Without the pictures, return all of the material exactly as written.

Entries from a pointing dataset:
────────────────────────────────────────

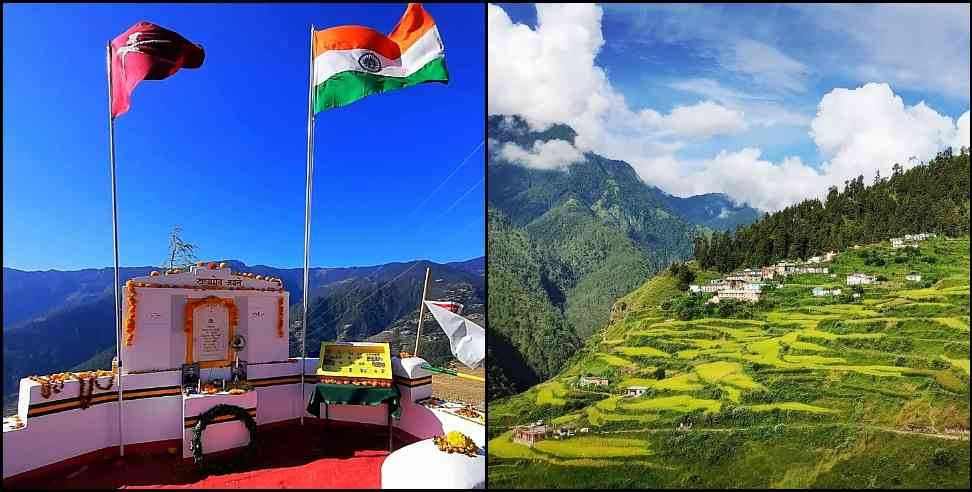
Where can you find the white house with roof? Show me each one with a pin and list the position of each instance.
(635, 391)
(860, 279)
(822, 292)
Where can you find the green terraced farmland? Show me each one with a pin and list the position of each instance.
(801, 392)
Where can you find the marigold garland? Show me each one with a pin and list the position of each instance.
(131, 296)
(130, 319)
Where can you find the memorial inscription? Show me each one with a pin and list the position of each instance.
(211, 335)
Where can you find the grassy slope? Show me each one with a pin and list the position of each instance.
(812, 392)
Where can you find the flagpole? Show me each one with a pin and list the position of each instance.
(425, 290)
(307, 211)
(114, 228)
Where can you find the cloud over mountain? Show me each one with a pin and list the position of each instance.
(550, 74)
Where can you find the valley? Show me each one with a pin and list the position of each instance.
(65, 321)
(793, 391)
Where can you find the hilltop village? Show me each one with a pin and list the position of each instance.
(742, 285)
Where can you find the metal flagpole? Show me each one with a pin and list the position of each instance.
(425, 290)
(114, 228)
(307, 208)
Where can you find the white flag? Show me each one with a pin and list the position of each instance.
(466, 339)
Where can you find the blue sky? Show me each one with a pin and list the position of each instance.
(769, 103)
(221, 149)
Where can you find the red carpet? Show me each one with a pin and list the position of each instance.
(339, 456)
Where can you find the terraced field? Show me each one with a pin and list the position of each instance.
(807, 392)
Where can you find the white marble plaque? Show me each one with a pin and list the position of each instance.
(210, 333)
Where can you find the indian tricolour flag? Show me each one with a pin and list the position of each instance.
(351, 62)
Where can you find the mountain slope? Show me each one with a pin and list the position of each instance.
(66, 321)
(592, 232)
(795, 392)
(529, 338)
(713, 210)
(932, 197)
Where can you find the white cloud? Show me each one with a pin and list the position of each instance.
(552, 154)
(921, 46)
(743, 175)
(858, 131)
(766, 64)
(548, 75)
(762, 110)
(870, 128)
(705, 119)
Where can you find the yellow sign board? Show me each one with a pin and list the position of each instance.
(355, 360)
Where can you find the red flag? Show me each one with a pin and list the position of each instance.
(147, 52)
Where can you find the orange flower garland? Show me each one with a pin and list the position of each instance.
(130, 319)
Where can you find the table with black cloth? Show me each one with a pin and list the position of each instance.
(349, 394)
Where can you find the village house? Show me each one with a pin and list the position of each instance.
(528, 435)
(592, 381)
(635, 391)
(714, 287)
(910, 240)
(860, 279)
(738, 294)
(822, 292)
(564, 432)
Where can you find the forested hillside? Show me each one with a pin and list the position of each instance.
(565, 243)
(932, 197)
(64, 320)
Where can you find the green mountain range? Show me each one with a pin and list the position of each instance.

────────────────────────────────────────

* RESULT OF THIS TASK:
Where can you find the white house with roof? Show me each one with a pin and list the position of each instance.
(635, 391)
(860, 279)
(822, 292)
Where can you find the green terraced farmland? Show me each one with a pin and list the position of each instance.
(801, 392)
Where can you find the marigold garland? Show me each one with a pin and list the position of each instance.
(131, 296)
(130, 319)
Where can you find the memorial inscription? Show me each one with a pin and list the position of each instance.
(211, 335)
Where can you find the grassy slope? Show me each one with a pin and list the position of each instance.
(812, 392)
Where can you find the flagpole? Show me each one with a pin and list the position of each instance.
(425, 290)
(307, 211)
(114, 228)
Where can you find the cloud over mountain? Show me each one with a pin and list the position of each instance.
(550, 74)
Where can you find the valley? Show me each one with a pin and list the position of each instance.
(65, 321)
(793, 391)
Where can you find the hilltop village? Show me each one with a pin and list the position of each instance.
(742, 285)
Where can you find the metal flagpole? Show me each one with a pin and list the position of each instance.
(425, 290)
(114, 228)
(307, 208)
Where can you find the white flag? Show me each one with a pin and list the position of each instance.
(466, 339)
Where can you find the blue sky? Show me each one with a pin and list the position of each instance.
(769, 103)
(221, 149)
Where can you find the red carpet? Show me each one with a pin and list the position of each instance.
(339, 456)
Where can you find the terraced field? Show me each one with a pin and list the position of each instance.
(807, 392)
Where can you find the white marble plaque? Show me each one with a pin and list the position of each instance.
(210, 333)
Where can you find the indian tricolour flag? Show me each one with a pin and list the position of each instance.
(351, 62)
Where can you find the mountain slope? Show me each one with a pin and list the position of each instance.
(66, 321)
(592, 232)
(795, 392)
(529, 338)
(713, 210)
(932, 197)
Where can you find the white cloud? Show me each one with a pin and list the position of each instance.
(552, 154)
(921, 46)
(743, 175)
(858, 131)
(766, 64)
(548, 75)
(762, 110)
(870, 128)
(705, 119)
Where can you find the yellow sign board? Show me each one with a pin and list the position of each instance.
(355, 360)
Where can you find the red flag? Show me each one with a pin and list the position of each instance.
(147, 52)
Where can you find the orange flower garland? Show me each one with a pin and list the position of each instance.
(130, 319)
Where can you find the table with black cloth? Show me each one with a pin and list the position of each instance.
(349, 394)
Where can you find the village house? Show me each one with a pin and list the position of each instance.
(528, 435)
(592, 381)
(635, 391)
(714, 287)
(910, 240)
(860, 279)
(738, 294)
(822, 292)
(564, 432)
Where can you find the forested hillside? Show me each one with a pin and list the position of each instance.
(565, 243)
(932, 197)
(64, 320)
Where can you find the green mountain range? Show me each one with a pin and list the position of each instance.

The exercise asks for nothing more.